▶ [TASK INSTRUCTIONS] Quote all of the entries word for word.

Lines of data
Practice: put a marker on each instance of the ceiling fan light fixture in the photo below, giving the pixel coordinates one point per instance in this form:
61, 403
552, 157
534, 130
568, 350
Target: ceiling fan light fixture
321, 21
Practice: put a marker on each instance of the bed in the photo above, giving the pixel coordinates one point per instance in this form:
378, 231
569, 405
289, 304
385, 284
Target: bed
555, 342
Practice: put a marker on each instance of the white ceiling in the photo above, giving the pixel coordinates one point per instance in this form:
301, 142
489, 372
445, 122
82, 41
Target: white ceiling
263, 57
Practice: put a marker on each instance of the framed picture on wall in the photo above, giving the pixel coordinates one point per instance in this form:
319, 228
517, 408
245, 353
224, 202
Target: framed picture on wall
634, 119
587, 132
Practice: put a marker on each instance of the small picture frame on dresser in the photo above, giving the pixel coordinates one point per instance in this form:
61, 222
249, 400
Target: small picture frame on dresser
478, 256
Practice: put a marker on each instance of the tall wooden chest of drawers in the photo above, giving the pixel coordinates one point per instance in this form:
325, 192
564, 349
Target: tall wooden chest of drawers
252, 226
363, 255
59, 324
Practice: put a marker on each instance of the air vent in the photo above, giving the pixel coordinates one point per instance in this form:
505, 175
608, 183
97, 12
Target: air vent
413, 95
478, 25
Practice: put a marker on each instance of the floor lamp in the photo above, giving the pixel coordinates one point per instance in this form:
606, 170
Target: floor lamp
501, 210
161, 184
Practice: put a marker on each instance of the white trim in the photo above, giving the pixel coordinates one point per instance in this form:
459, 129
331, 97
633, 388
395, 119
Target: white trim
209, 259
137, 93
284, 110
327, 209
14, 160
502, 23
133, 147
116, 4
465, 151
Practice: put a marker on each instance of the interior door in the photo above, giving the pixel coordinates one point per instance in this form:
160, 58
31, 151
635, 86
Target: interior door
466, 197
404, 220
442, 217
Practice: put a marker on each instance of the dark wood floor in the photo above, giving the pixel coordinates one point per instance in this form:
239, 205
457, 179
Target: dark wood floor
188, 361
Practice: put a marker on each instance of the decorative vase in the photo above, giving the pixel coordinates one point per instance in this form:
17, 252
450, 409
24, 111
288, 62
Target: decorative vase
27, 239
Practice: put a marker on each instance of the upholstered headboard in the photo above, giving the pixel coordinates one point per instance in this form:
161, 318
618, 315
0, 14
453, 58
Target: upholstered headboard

▶ [SOLUTION BELOW]
Practice: put a marker on each instance of the ceiling fan light fixture in the photo below, giving the pixel coordinates one point per instance in this form:
61, 403
552, 157
534, 130
568, 350
Target: ceiling fan light fixture
321, 21
Practice: put a marker on each instance of the bed in the photo above, giving the pixel coordinates one point per instance in this form:
378, 231
569, 405
289, 304
385, 284
Target: bed
555, 342
Practice: put a marker on each instance of the white ceiling in the photo above, giving the pixel coordinates one point per instance in this form:
301, 142
489, 372
445, 122
82, 41
Target: white ceiling
263, 57
Practice: put a marker on each instance of the framed picture on wall in the photo above, giving the pixel coordinates one point per instance in this form:
319, 228
517, 408
245, 353
224, 202
Target: framed picture on wall
634, 119
587, 132
Practice: put a marker on each instance of the small picture frame on dresser in the photo above, giving the pixel coordinates one point per instance in this form:
61, 222
249, 400
Target: small picture frame on dresser
478, 256
Practice: put a marker on each instance of the tall wooden chest of drawers in the photo above, giving the pixel coordinates one point per instance in this form:
325, 192
564, 349
Target: tall wooden chest of drawers
252, 226
363, 255
59, 324
Practice: put a marker on each instance of the air vent in the photo above, giving the pixel coordinates one point per instance in this form:
505, 175
608, 183
97, 12
Target: air vent
413, 95
478, 25
Practice: put a marker on each instance of the floor lamp in the photo above, giving the pixel coordinates one point per instance in this form:
606, 170
Target: floor lamp
501, 210
161, 184
Practice: put a marker on each instance of the white trim in the photo above, giving the pixel coordinates one point per instance in this form:
459, 129
331, 97
633, 388
395, 119
Target: white trim
209, 259
137, 93
284, 110
327, 209
14, 160
502, 23
133, 147
116, 4
465, 151
Practice: put a marker on each instance of the interior door in the photo above, giving the pixel coordinates one point per instance in this form:
160, 58
31, 151
635, 86
Target: interior door
466, 197
404, 220
442, 217
Practice: put a marker on each instance of the dark wood floor in the photo above, giving the pixel coordinates one point per instance in this form:
239, 205
457, 179
Target: dark wood floor
188, 361
Practice: put a marker on each instance of the decorative vase in the photo above, giving the pixel coordinates one point per instance in this form:
17, 252
450, 409
24, 111
288, 62
Target: decorative vase
27, 239
Practice: put a marker on each instance of the upholstered headboard in the photo above, giving the pixel coordinates one point per instance in this form:
161, 318
618, 315
0, 14
453, 58
Target: upholstered headboard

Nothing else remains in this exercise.